:: Problem ::
Reproduce exactly the stretch of lines running from the line with "white van -> point" to the end of the entries below.
##### Information shown
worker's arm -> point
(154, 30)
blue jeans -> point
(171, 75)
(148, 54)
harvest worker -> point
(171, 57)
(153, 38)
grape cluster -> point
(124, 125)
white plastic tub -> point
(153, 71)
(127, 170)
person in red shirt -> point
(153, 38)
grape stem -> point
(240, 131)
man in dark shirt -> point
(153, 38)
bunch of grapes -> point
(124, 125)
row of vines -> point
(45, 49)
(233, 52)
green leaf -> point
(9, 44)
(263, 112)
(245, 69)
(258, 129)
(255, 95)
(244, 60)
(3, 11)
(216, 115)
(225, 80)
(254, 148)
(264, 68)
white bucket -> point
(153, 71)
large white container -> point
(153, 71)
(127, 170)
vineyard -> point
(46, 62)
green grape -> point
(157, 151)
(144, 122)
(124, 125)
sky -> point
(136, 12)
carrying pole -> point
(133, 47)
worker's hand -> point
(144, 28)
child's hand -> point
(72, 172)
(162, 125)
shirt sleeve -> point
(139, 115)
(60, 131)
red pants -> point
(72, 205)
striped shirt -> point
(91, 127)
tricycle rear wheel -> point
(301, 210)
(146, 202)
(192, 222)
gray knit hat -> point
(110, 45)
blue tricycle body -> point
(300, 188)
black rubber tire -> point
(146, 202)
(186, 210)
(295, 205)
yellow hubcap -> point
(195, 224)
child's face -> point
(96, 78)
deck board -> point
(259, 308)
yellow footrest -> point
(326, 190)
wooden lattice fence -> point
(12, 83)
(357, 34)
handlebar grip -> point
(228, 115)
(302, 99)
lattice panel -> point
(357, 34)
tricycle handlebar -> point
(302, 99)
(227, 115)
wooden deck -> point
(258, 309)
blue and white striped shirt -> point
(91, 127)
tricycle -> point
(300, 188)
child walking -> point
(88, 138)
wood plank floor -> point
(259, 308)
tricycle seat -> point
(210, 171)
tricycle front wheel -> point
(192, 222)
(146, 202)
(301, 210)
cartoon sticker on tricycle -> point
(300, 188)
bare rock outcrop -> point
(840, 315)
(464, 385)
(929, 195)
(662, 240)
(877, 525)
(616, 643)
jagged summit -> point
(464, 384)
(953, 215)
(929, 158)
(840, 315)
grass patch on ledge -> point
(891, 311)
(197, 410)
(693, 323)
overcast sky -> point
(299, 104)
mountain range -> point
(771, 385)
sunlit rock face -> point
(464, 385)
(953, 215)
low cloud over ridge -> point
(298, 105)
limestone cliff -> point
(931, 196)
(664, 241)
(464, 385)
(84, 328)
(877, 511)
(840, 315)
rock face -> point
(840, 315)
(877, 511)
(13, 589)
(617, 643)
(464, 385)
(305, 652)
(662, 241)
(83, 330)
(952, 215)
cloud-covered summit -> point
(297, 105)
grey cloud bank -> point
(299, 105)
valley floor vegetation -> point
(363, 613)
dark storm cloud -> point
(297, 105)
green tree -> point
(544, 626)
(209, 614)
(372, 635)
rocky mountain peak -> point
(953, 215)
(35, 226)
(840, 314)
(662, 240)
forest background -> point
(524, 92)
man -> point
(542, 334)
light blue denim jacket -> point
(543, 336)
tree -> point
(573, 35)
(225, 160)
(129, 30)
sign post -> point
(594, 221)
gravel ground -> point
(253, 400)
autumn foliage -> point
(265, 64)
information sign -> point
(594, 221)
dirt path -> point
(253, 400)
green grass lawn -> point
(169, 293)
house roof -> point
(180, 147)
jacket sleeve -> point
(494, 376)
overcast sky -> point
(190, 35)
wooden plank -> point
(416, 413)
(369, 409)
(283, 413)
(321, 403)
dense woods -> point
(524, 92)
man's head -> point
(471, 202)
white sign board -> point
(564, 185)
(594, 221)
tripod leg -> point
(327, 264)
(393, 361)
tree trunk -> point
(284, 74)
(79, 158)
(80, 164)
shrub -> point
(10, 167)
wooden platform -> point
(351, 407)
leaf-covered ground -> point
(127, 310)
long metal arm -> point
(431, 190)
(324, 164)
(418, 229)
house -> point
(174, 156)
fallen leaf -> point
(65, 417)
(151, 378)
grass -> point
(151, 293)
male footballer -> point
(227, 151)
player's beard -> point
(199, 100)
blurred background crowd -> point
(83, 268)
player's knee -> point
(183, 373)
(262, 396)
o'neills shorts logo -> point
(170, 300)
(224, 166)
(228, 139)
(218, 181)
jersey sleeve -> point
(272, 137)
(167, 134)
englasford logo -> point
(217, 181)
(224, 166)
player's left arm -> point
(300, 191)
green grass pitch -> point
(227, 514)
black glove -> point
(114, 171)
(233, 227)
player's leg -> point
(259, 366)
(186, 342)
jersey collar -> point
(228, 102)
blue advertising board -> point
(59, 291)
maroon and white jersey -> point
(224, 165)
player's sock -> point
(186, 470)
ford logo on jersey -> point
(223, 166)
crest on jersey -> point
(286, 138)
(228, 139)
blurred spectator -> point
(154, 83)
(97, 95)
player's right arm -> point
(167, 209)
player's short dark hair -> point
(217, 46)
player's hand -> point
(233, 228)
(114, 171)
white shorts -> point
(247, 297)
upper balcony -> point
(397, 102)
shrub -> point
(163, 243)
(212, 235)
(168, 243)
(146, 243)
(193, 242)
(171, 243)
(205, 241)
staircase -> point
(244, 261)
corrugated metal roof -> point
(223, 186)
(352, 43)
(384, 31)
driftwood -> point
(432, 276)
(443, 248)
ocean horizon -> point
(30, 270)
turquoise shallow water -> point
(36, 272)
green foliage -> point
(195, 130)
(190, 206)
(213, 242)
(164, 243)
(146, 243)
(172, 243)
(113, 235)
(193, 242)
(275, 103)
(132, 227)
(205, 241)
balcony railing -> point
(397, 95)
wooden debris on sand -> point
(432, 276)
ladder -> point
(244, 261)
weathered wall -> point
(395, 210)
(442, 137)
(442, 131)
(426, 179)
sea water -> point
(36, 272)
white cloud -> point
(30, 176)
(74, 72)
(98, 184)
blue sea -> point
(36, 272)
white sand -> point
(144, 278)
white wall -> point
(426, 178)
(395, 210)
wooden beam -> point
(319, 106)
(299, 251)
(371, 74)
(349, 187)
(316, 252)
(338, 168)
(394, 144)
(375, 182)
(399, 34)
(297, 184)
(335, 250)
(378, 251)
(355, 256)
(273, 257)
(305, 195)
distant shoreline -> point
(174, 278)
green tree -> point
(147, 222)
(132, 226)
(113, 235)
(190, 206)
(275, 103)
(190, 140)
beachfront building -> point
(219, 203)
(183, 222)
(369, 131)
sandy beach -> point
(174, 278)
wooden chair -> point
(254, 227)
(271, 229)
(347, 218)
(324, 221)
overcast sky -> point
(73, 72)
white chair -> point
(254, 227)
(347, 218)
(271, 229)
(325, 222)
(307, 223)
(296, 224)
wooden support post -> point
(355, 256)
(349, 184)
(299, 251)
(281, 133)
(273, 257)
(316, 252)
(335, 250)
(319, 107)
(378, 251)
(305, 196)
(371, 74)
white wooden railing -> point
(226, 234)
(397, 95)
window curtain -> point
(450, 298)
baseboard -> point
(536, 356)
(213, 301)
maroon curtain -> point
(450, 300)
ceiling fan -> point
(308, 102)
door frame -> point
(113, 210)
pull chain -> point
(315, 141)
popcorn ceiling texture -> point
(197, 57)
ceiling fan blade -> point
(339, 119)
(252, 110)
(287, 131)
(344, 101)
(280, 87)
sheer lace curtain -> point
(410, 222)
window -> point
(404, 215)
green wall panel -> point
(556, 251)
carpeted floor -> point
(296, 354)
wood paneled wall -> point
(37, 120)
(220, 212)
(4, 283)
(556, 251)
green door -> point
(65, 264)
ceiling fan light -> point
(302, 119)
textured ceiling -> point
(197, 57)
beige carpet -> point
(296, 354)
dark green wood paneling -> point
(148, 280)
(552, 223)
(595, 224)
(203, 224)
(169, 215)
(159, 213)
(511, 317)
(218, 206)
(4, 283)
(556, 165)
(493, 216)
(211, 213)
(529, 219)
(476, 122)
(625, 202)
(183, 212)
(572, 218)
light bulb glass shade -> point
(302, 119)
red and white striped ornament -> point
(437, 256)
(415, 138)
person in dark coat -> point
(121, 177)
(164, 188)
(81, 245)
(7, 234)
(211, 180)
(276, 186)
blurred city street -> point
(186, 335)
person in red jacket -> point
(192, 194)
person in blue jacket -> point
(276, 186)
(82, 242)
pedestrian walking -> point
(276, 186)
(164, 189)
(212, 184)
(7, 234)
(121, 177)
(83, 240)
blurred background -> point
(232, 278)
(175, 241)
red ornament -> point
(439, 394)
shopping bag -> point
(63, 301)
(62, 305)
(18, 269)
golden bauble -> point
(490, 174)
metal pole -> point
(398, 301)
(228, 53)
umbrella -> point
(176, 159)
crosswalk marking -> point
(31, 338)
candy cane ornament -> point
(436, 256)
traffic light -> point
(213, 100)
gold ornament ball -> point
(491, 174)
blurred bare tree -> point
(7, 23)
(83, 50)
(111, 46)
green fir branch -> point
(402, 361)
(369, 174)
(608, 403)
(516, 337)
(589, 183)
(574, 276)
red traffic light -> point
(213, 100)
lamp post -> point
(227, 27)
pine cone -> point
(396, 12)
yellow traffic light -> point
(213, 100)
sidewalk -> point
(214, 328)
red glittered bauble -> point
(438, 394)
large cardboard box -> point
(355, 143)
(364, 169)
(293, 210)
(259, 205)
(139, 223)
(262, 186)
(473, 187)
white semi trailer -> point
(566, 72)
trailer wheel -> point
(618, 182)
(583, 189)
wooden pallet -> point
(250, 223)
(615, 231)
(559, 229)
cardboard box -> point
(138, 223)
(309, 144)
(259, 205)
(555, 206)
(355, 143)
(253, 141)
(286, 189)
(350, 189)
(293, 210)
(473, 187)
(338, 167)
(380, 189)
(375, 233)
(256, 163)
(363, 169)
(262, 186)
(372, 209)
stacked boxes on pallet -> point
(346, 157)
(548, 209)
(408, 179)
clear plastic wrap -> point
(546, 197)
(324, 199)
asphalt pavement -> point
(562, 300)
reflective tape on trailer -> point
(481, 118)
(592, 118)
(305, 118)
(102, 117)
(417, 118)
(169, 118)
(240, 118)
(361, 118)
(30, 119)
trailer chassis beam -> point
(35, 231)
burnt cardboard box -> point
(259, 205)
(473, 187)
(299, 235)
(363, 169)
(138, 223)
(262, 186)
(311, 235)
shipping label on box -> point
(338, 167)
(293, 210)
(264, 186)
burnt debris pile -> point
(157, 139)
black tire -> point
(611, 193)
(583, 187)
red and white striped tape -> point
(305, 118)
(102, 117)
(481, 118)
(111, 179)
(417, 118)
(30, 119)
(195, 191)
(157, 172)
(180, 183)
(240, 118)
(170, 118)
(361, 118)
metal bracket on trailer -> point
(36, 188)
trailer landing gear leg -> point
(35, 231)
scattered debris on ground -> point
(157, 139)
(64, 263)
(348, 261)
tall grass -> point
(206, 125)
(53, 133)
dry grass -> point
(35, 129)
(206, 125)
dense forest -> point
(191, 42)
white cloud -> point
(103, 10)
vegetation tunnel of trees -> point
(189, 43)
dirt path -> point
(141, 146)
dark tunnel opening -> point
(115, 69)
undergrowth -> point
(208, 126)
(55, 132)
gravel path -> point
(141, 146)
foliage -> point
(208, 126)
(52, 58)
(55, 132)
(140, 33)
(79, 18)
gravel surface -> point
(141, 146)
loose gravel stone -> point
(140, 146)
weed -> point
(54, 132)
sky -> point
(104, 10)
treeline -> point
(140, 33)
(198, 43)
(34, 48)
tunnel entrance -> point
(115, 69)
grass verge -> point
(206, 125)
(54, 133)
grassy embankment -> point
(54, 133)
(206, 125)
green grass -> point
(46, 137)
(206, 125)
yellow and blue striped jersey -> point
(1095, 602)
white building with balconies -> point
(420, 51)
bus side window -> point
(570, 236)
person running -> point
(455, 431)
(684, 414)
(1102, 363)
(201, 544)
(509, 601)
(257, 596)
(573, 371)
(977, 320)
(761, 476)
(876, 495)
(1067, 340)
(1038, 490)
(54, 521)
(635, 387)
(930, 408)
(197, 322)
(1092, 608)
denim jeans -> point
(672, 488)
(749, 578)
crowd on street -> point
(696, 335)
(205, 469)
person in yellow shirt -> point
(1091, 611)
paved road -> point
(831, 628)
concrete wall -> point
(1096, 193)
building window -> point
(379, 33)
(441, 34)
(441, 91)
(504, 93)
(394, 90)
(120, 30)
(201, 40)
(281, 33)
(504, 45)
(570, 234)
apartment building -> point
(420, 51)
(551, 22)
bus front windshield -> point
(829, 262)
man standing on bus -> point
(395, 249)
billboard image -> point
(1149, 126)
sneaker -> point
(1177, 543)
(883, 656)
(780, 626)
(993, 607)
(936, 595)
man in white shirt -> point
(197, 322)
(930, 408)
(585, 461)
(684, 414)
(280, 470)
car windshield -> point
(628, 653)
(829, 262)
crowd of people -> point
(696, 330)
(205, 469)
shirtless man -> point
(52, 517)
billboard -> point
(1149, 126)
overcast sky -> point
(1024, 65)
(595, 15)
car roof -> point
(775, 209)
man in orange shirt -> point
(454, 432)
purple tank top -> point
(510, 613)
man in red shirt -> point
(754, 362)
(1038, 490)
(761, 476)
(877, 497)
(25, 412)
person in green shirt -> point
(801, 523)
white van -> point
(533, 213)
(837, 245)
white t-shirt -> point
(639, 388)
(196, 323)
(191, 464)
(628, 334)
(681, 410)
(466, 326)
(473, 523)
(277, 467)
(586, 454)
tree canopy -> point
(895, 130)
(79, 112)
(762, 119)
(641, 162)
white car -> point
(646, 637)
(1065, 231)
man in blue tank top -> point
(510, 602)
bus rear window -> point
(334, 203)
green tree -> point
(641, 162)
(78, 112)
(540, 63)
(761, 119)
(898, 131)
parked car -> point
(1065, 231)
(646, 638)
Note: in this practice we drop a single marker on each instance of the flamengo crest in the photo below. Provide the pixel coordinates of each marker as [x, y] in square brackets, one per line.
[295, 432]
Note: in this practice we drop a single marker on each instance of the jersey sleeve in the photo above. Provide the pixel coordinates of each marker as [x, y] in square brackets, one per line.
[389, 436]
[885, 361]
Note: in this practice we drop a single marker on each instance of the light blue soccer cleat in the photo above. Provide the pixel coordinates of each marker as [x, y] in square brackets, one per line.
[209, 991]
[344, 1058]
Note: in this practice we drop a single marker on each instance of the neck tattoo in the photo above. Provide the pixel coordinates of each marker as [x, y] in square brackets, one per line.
##########
:: Written response ::
white van -> point
(533, 213)
(837, 245)
white t-shirt -> point
(639, 388)
(196, 323)
(191, 464)
(628, 334)
(681, 410)
(466, 326)
(473, 523)
(277, 467)
(586, 454)
tree canopy -> point
(895, 130)
(79, 112)
(762, 119)
(641, 162)
white car -> point
(646, 637)
(1065, 231)
man in blue tank top -> point
(510, 602)
bus rear window -> point
(334, 203)
green tree -> point
(641, 162)
(78, 112)
(540, 63)
(761, 119)
(898, 131)
parked car -> point
(1065, 231)
(646, 638)
Note: in this practice we drop a single marker on each instance of the flamengo crest in the photo below. Provide the pixel coordinates of each marker as [x, y] in square brackets, one per line.
[295, 432]
Note: in this practice we drop a single marker on each instance of the jersey sleeve in the photo above. Provide the pixel coordinates of each marker as [x, y] in square brackets, one per line.
[389, 436]
[885, 361]
Note: in this practice we drop a single marker on each instance of the light blue soccer cleat in the photo above. Provide the pixel coordinates of each marker as [x, y] in square brackets, one per line.
[209, 991]
[344, 1058]
Note: in this practice we drop a single marker on each instance of the neck tattoo in the photo above. Provide the pixel coordinates of each marker as [x, y] in square brackets, one per line.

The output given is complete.